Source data
=-=-=

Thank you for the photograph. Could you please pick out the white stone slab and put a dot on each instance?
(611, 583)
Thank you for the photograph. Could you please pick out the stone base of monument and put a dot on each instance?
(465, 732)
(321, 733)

=-=-=

**WORK REQUIRED:** Render every line of the records above as a JSON list of strings, one string per line, with blank lines omitted.

**OUTPUT FOR THIS EXERCISE:**
[
  "Thank you for the photograph. Could you please pick out the white stone slab and put a dot on each instance?",
  "(611, 583)",
  "Thank you for the photograph. Could you please pick out the stone base of monument and put a dot on each instance?",
  "(465, 732)",
  "(321, 733)"
]